> _課題の指示_:
1. ロータスの来季体制に関する抜粋によると、ロータスが莫大な資金を得る契約を結んでいた相手はどこか。
2. ロータスの来季体制に関する抜粋のうち、「つまり、ロータスの来季の残り」から「前に相次いで動きが出てきた。」までを一字一句変えずに複製せよ。

ロータスは、アメリカの投資ファンド「クアンタム」から数百億円規模の莫大な資金を得る契約を結んでおり、それを元にチームの財政状況を立て直して、ライコネンの後任としてヒュルケンベルグを起用するつもりだった。しかし、10月中に支払われるはずだったその資金はまだ振り込まれておらず、このままではヒュルケンベルグの獲得を断念して、ほかのドライバーのスポンサー持ち込み資金に頼るしかなくなる。
つまり、ロータスの来季の残り1席(もうひとつはグロージャンが残留)は、ヒュルケンベルグか、ベネズエラ企業の潤沢な資金がついてくるパストール・マルドナド(現ウイリアムズ)になる公算が高い。今後、クアンタムの資金がロータスに投入されれば、そのときマルドナドは資金を持ってフォースインディアかザウバーに行くことになるはずだ。
このロータスの状況もあって、10月はしばらく膠着状態にあったF1のストーブリーグだったが、USGP直前に相次いで動きが出てきた。

> _記録データ_:
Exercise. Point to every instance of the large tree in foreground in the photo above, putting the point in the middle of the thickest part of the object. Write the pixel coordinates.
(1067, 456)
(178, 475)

> _解答_:
1. アメリカの投資ファンド「クアンタム」です。

2.
つまり、ロータスの来季の残り1席(もうひとつはグロージャンが残留)は、ヒュルケンベルグか、ベネズエラ企業の潤沢な資金がついてくるパストール・マルドナド(現ウイリアムズ)になる公算が高い。今後、クアンタムの資金がロータスに投入されれば、そのときマルドナドは資金を持ってフォースインディアかザウバーに行くことになるはずだ。
このロータスの状況もあって、10月はしばらく膠着状態にあったF1のストーブリーグだったが、USGP直前に相次いで動きが出てきた。